Реклама

Na pervuyu stranicu
Arhivy Minas-TiritaArhivy Minas-Tirita
  Annotirovanniy spisok razdelov sayta

Румил

Осознанное безумие

 
Поэт - это существо легкое, крылатое и священное; и он может творить лишь тогда, когда сделается вдохновенным, и не будет в нем больше рассудка; а пока у человека есть этот дар [рассудок - Р.], он не способен творить и пророчествовать.
Платон, "Ион"

      Мне предложили обсудить вопрос, чем писатель отличается от глюколова, а глюколов - от обычного психа.

      Мнение Платона нам уже известно. Правда, выводы он из этого делает несколько нетривиальные. В другом своем произведении, диалоге "Государство" (или это было в "Законах"?) он советует правителям идеального государства увенчать поэтов почетными лавровыми венками и выслать их за пределы государства, дабы они своим неуправляемым творчеством не смущали души законопослушных граждан. Что-то мне это напоминает...

      Но речь не об этом. Речь о том, что с древнейших времен бытует мнение, что поэт, художник, музыкант - вообще, любой творец - творит в порыве некоего безумия; что его замыслы приходят к нему извне. И, на первый взгляд, смутные упоминания Толкиена о том, что свою книгу он написал как бы не совсем сам, или утверждения наших глюколовов, что они сами ничего не выдумывают, а только "видят" нечто, от них не зависящее, ничем принципиально не отличаются от удивленных рассуждений А.С.Пушкина о том, что Татьяна взяла и выскочила замуж, когда он, автор, этого совсем не ожидал. В таком случае, в чем же различие? Почему понадобилось новое слово "глюколов", когда вполне хватило бы старых добрых "писатель", "поэт", "художник"?

Фрагменты набора данных с разметкой местоположений:
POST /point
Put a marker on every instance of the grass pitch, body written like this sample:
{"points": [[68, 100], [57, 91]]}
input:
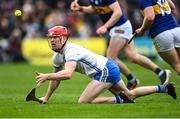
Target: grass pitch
{"points": [[16, 80]]}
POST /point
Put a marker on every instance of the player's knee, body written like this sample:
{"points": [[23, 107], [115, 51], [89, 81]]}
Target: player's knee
{"points": [[83, 101], [177, 68]]}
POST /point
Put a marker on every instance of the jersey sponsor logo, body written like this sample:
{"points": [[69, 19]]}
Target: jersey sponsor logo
{"points": [[162, 7]]}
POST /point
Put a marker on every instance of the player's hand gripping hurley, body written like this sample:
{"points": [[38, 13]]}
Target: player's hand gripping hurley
{"points": [[132, 37]]}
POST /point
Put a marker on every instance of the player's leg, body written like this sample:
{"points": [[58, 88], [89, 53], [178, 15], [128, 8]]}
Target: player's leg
{"points": [[145, 62], [147, 90], [171, 57], [168, 88], [118, 41], [165, 44]]}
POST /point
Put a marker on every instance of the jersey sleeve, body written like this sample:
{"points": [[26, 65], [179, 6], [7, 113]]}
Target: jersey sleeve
{"points": [[109, 2], [72, 54], [58, 60], [145, 3]]}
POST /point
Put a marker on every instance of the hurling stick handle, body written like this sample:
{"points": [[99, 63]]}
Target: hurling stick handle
{"points": [[134, 34]]}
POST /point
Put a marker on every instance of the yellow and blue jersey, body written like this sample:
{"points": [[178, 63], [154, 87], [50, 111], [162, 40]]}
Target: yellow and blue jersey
{"points": [[105, 12], [163, 17]]}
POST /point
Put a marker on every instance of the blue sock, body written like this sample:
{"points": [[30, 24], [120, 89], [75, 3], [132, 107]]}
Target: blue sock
{"points": [[161, 89], [130, 77], [118, 99]]}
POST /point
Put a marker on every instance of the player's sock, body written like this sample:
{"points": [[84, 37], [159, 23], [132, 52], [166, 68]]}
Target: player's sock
{"points": [[161, 89], [130, 78], [118, 99], [160, 72]]}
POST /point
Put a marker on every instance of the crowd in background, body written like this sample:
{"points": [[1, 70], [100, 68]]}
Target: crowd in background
{"points": [[40, 15]]}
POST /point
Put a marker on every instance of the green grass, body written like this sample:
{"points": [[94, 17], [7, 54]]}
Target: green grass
{"points": [[16, 80]]}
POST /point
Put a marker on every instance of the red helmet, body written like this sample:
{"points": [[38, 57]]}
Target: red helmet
{"points": [[58, 31]]}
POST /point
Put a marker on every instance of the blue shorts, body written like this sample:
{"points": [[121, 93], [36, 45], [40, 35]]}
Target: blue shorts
{"points": [[110, 73]]}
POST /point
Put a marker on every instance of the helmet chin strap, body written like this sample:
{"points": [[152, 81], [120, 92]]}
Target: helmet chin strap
{"points": [[63, 42]]}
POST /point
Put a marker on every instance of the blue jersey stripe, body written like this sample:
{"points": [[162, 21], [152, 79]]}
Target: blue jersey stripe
{"points": [[90, 65]]}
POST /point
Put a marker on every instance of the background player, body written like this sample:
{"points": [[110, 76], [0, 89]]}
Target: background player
{"points": [[163, 29], [120, 30]]}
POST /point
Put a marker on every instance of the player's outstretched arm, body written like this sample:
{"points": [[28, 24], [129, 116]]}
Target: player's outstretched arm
{"points": [[86, 9]]}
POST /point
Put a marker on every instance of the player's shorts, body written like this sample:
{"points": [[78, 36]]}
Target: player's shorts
{"points": [[110, 73], [123, 31], [167, 40]]}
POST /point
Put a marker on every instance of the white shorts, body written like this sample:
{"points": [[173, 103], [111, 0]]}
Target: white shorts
{"points": [[123, 31], [167, 40]]}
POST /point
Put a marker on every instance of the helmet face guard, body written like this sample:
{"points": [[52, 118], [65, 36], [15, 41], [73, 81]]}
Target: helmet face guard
{"points": [[55, 33]]}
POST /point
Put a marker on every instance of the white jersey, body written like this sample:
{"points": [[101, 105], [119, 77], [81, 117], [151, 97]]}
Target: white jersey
{"points": [[88, 62]]}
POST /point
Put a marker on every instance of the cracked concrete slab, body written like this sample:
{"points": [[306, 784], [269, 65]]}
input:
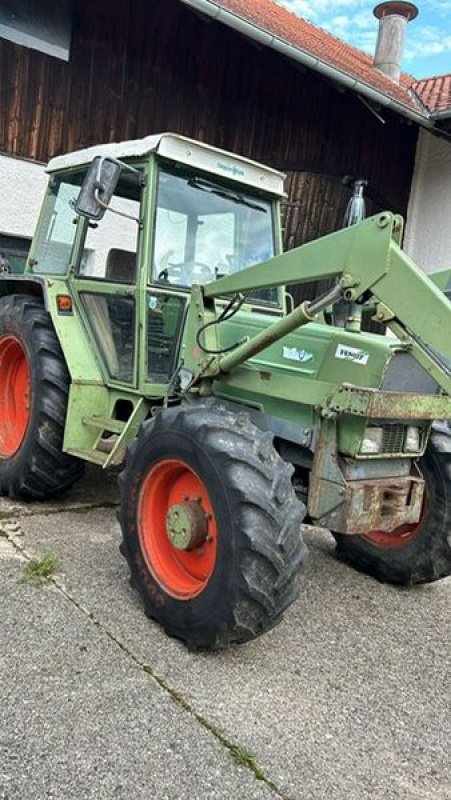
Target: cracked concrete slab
{"points": [[80, 719], [97, 488], [348, 698]]}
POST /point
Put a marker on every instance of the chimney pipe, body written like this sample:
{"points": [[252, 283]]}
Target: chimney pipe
{"points": [[393, 18]]}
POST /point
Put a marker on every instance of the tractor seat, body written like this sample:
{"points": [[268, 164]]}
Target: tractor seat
{"points": [[121, 266]]}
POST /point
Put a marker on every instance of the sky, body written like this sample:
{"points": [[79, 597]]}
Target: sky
{"points": [[428, 38]]}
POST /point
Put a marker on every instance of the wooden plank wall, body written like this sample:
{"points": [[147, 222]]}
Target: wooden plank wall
{"points": [[139, 67]]}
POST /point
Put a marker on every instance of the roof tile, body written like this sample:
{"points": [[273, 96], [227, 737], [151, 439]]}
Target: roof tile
{"points": [[296, 31], [435, 92]]}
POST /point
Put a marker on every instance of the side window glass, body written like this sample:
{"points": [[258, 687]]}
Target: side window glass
{"points": [[215, 244], [170, 244], [112, 319], [57, 227], [111, 245], [164, 321]]}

▶ **Что требуется**:
Можете извлечь из эссе о творчестве и безумии отрывок от «Осознанное безумие» по «от обычного психа.» включительно, дословно и без изменений?

▶ **Готовый ответ**:
Осознанное безумие

 
Поэт - это существо легкое, крылатое и священное; и он может творить лишь тогда, когда сделается вдохновенным, и не будет в нем больше рассудка; а пока у человека есть этот дар [рассудок - Р.], он не способен творить и пророчествовать.
Платон, "Ион"

      Мне предложили обсудить вопрос, чем писатель отличается от глюколова, а глюколов - от обычного психа.